TASK INSTRUCTIONS:
Can you pull out each line of the records below that contains the word "fence" and copy it in full? Matches must have the same case.

^^^^

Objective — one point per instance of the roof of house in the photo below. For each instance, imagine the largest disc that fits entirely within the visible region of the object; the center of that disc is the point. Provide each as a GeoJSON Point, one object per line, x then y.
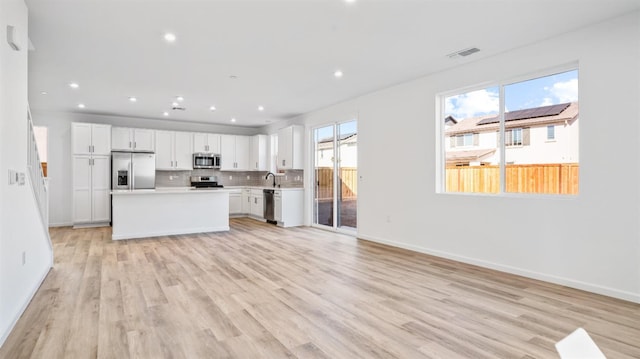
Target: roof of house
{"type": "Point", "coordinates": [538, 116]}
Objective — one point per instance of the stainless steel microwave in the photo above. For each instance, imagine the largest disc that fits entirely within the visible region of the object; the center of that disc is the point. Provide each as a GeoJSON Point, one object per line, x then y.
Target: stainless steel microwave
{"type": "Point", "coordinates": [206, 160]}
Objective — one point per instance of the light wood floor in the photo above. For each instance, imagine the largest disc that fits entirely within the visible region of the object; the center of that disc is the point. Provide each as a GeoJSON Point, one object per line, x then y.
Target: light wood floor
{"type": "Point", "coordinates": [260, 291]}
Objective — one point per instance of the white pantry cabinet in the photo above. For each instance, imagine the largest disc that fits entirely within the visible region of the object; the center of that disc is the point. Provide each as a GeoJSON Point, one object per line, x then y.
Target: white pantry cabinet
{"type": "Point", "coordinates": [91, 190]}
{"type": "Point", "coordinates": [90, 139]}
{"type": "Point", "coordinates": [234, 153]}
{"type": "Point", "coordinates": [132, 139]}
{"type": "Point", "coordinates": [258, 153]}
{"type": "Point", "coordinates": [174, 151]}
{"type": "Point", "coordinates": [91, 164]}
{"type": "Point", "coordinates": [290, 148]}
{"type": "Point", "coordinates": [206, 142]}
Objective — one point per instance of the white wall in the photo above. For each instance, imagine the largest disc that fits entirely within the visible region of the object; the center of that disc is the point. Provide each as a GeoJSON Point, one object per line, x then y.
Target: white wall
{"type": "Point", "coordinates": [591, 241]}
{"type": "Point", "coordinates": [20, 229]}
{"type": "Point", "coordinates": [59, 154]}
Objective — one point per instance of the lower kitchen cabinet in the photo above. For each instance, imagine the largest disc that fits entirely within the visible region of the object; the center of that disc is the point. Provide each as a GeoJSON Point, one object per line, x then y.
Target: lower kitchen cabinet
{"type": "Point", "coordinates": [289, 211]}
{"type": "Point", "coordinates": [257, 203]}
{"type": "Point", "coordinates": [235, 202]}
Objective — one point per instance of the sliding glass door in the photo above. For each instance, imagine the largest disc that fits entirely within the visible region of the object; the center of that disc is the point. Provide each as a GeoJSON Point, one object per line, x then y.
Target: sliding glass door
{"type": "Point", "coordinates": [336, 175]}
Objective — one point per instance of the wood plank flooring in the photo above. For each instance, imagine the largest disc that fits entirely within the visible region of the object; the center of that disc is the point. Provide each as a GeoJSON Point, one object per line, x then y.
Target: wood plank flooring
{"type": "Point", "coordinates": [260, 291]}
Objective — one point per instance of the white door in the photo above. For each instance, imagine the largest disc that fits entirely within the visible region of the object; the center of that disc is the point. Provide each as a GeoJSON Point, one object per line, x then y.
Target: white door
{"type": "Point", "coordinates": [227, 152]}
{"type": "Point", "coordinates": [183, 151]}
{"type": "Point", "coordinates": [101, 139]}
{"type": "Point", "coordinates": [121, 139]}
{"type": "Point", "coordinates": [81, 136]}
{"type": "Point", "coordinates": [143, 140]}
{"type": "Point", "coordinates": [100, 191]}
{"type": "Point", "coordinates": [164, 150]}
{"type": "Point", "coordinates": [81, 189]}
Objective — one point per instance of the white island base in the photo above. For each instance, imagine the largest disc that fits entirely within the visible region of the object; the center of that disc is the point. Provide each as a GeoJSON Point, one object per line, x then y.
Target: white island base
{"type": "Point", "coordinates": [152, 213]}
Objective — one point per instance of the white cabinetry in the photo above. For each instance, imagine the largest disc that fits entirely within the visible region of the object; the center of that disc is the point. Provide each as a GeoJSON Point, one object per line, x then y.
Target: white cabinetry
{"type": "Point", "coordinates": [288, 207]}
{"type": "Point", "coordinates": [234, 153]}
{"type": "Point", "coordinates": [174, 151]}
{"type": "Point", "coordinates": [246, 200]}
{"type": "Point", "coordinates": [257, 206]}
{"type": "Point", "coordinates": [91, 145]}
{"type": "Point", "coordinates": [290, 148]}
{"type": "Point", "coordinates": [206, 142]}
{"type": "Point", "coordinates": [132, 139]}
{"type": "Point", "coordinates": [258, 153]}
{"type": "Point", "coordinates": [235, 202]}
{"type": "Point", "coordinates": [90, 139]}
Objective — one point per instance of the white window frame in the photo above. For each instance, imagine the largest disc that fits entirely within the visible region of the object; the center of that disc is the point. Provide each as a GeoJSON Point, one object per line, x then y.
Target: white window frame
{"type": "Point", "coordinates": [440, 143]}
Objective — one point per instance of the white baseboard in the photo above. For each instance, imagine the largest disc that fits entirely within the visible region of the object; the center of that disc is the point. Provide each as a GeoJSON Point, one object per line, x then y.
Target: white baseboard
{"type": "Point", "coordinates": [594, 288]}
{"type": "Point", "coordinates": [168, 233]}
{"type": "Point", "coordinates": [24, 306]}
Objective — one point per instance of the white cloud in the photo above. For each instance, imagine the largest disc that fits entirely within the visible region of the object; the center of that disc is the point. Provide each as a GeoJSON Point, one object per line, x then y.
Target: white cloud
{"type": "Point", "coordinates": [472, 104]}
{"type": "Point", "coordinates": [562, 92]}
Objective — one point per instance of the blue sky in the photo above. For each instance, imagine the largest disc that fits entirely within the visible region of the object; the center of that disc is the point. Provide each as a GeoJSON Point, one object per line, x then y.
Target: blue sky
{"type": "Point", "coordinates": [548, 90]}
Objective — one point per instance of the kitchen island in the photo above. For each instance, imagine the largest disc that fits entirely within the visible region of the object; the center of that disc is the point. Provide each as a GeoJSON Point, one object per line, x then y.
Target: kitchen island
{"type": "Point", "coordinates": [169, 211]}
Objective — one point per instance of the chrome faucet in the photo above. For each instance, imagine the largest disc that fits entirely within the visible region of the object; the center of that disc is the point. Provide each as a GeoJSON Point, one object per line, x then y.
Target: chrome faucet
{"type": "Point", "coordinates": [274, 178]}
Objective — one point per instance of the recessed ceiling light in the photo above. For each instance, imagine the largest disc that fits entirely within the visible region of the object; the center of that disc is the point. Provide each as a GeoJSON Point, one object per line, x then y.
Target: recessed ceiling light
{"type": "Point", "coordinates": [170, 37]}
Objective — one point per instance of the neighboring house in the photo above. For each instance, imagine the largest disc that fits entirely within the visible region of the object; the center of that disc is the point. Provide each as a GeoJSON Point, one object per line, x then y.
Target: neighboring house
{"type": "Point", "coordinates": [347, 147]}
{"type": "Point", "coordinates": [547, 134]}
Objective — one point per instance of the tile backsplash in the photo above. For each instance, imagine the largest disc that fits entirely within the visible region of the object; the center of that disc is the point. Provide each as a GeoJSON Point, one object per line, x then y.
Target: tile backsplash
{"type": "Point", "coordinates": [289, 179]}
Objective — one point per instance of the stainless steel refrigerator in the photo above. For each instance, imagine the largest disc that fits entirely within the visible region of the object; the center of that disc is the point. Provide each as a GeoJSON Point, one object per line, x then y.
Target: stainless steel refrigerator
{"type": "Point", "coordinates": [133, 170]}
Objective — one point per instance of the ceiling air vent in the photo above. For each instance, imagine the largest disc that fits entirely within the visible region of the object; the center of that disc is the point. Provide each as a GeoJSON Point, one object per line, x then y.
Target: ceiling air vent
{"type": "Point", "coordinates": [465, 52]}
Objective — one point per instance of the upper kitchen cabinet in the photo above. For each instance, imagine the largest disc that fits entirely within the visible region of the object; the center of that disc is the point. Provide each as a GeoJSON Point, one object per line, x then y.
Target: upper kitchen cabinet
{"type": "Point", "coordinates": [206, 142]}
{"type": "Point", "coordinates": [90, 139]}
{"type": "Point", "coordinates": [234, 153]}
{"type": "Point", "coordinates": [258, 153]}
{"type": "Point", "coordinates": [174, 151]}
{"type": "Point", "coordinates": [132, 139]}
{"type": "Point", "coordinates": [290, 149]}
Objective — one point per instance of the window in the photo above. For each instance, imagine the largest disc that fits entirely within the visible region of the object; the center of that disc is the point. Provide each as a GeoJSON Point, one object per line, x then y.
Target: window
{"type": "Point", "coordinates": [551, 133]}
{"type": "Point", "coordinates": [494, 137]}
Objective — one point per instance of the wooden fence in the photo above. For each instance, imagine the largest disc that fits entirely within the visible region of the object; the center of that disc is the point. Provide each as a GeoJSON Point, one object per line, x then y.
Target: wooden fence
{"type": "Point", "coordinates": [324, 180]}
{"type": "Point", "coordinates": [557, 178]}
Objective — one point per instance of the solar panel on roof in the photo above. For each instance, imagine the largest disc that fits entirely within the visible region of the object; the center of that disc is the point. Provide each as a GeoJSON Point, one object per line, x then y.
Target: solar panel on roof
{"type": "Point", "coordinates": [543, 111]}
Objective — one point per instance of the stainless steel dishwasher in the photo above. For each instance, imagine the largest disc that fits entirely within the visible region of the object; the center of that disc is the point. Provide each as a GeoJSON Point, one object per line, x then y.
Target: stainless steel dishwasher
{"type": "Point", "coordinates": [269, 206]}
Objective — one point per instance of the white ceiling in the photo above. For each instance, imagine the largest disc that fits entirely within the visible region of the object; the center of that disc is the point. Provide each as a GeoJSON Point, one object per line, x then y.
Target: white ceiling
{"type": "Point", "coordinates": [283, 52]}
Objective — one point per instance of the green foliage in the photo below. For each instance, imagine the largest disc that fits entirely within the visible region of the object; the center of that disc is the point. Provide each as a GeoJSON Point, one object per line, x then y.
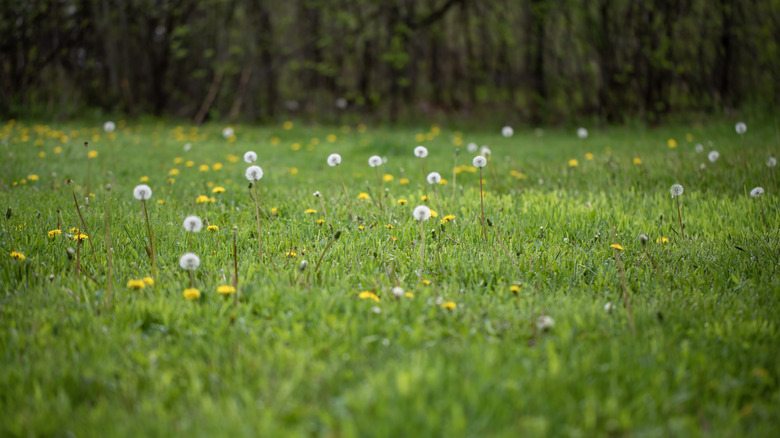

^^^^

CORRECT OUTPUT:
Objective — one point per instance of the wooden fence in the photo above. For each instance, imagine the largest disc that fits entirely within the visible region of the object; the center of that disc is the point. Provide each as a GeoJSON Point, one object per line, x then y.
Target: wooden fence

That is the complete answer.